(TEXTO EXTRAÍDO):
•••

Com a retomada do tempo
comum, também retomamos a leitura do Evangelho segundo Lucas, como prescreve a
liturgia para o ano C, embora no próximo domingo já tenhamos uma nova interrupção,
devido à solenidade dos apóstolos Pedro e Paulo. Neste domingo, o texto
proposto é Lc 9,18-24. Embora curto, esse texto possui uma riqueza
extraordinária; concentra muitos ensinamentos importantes para a compreensão de
todo o Evangelho segundo Lucas e para o discipulado de Jesus em todos os
tempos. Podemos dividi-lo em três pequenas unidades temáticas, embora
interligadas: a) a pergunta de Jesus sobre a sua própria identidade, cuja
resposta mais completa é a confissão de Pedro (vv. 18-21); b) o primeiro
anúncio da paixão (v. 22); as exigências para o discipulado (vv. 23-24).
A nível de contexto, é necessário
recordar alguns elementos fundamentais para uma boa compreensão do texto. O
capítulo nono de Lucas tem uma importância singular no conjunto da obra, pois
marca a transição entre as duas grandes seções do Evangelho, que são,
respectivamente, o ministério de Jesus na Galileia (Lc 4,14 – 9,50) e o longo
caminho em direção a Jerusalém (Lc 9,51 – 19,44). Esse capítulo foi iniciado
com o envio missionário dos Doze, de povoado em povoado para proclamar o Reino de
Deus e libertar (curar) as pessoas (cf. 9,1-6); a repercussão da missão foi
tanta que chegou aos ouvidos de Herodes, deixando-o confuso (cf. 9,7-9). O retorno
dos discípulos foi marcado pelo entusiasmo, fazendo aumentar ainda mais a
multidão que seguia Jesus, culminando com o episódio da partilha dos pães (cf.
9,10ss).
A situação criada desde envio
dos Doze até a partilha dos pães levou Jesus à reflexão. Ele não estava
preocupado com a sua imagem ou reputação, porém se preocupava se a sua mensagem
estava sendo bem compreendida, sobretudo pelos discípulos. Os momentos de reflexão
de Jesus, em Lucas, são marcados pela oração, quando Ele expressa a sua
intimidade e confiança no Pai. Para o autor do terceiro Evangelho, todos os
momentos marcantes da vida de Jesus são precedidos pela oração (cf. 6,12; 9,28;
11,1-2; 22,40ss). A primeira afirmação do texto de hoje, portanto, é um indicativo
da importância que esse episódio tem: “Jesus estava rezando num lugar
retirado, e os discípulos estavam com ele. Então Jesus perguntou-lhes: “Quem
diz o povo que eu sou?” (v. 18). A
oração é o meio para cultivar a intimidade com o Pai. Para Jesus, as relações
com Deus e com o próximo são inseparáveis. Por isso, da oração, que é intimidade
com o Pai, Ele passa a um diálogo confidencial, sincero e transparente com os
discípulos, seus amigos.

•••

(INSTRUÇÃO ESCRITA A):
Transcreva do comentário sobre Lc 9,18-24 o trecho que vai de "A nível de contexto, é" até "dos pães (cf.", inclusive.
(INSTRUÇÃO ESCRITA B):
No comentário sobre Lc 9,18-24, entre quais duas grandes seções do Evangelho segundo Lucas o capítulo nono marca a transição?

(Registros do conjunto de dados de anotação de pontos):

•••

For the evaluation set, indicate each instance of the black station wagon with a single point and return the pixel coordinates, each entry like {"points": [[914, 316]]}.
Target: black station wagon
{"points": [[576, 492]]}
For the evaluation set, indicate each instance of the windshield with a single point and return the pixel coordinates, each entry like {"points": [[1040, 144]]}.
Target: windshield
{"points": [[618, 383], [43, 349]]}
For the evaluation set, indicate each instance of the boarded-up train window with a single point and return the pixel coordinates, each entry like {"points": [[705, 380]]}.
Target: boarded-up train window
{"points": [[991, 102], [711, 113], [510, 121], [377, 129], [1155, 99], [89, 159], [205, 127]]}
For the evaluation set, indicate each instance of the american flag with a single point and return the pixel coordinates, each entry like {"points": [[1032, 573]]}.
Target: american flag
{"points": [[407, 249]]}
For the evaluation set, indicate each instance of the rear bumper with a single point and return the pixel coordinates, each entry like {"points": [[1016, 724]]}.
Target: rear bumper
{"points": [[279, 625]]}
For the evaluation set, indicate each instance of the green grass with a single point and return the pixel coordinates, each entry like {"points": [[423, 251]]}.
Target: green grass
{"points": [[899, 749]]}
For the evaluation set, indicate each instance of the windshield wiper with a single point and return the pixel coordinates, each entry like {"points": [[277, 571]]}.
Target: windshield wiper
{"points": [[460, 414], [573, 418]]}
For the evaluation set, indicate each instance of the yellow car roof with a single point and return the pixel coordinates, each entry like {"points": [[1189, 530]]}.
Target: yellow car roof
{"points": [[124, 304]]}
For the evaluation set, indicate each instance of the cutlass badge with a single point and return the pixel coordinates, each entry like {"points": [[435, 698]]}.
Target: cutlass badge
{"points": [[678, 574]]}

•••

(RESPOSTA CORRETA A):
A nível de contexto, é necessário
recordar alguns elementos fundamentais para uma boa compreensão do texto. O
capítulo nono de Lucas tem uma importância singular no conjunto da obra, pois
marca a transição entre as duas grandes seções do Evangelho, que são,
respectivamente, o ministério de Jesus na Galileia (Lc 4,14 – 9,50) e o longo
caminho em direção a Jerusalém (Lc 9,51 – 19,44). Esse capítulo foi iniciado
com o envio missionário dos Doze, de povoado em povoado para proclamar o Reino de
Deus e libertar (curar) as pessoas (cf. 9,1-6); a repercussão da missão foi
tanta que chegou aos ouvidos de Herodes, deixando-o confuso (cf. 9,7-9). O retorno
dos discípulos foi marcado pelo entusiasmo, fazendo aumentar ainda mais a
multidão que seguia Jesus, culminando com o episódio da partilha dos pães (cf.

(RESPOSTA CORRETA B):
Entre o ministério de Jesus na Galileia (Lc 4,14 – 9,50) e o longo caminho em direção a Jerusalém (Lc 9,51 – 19,44).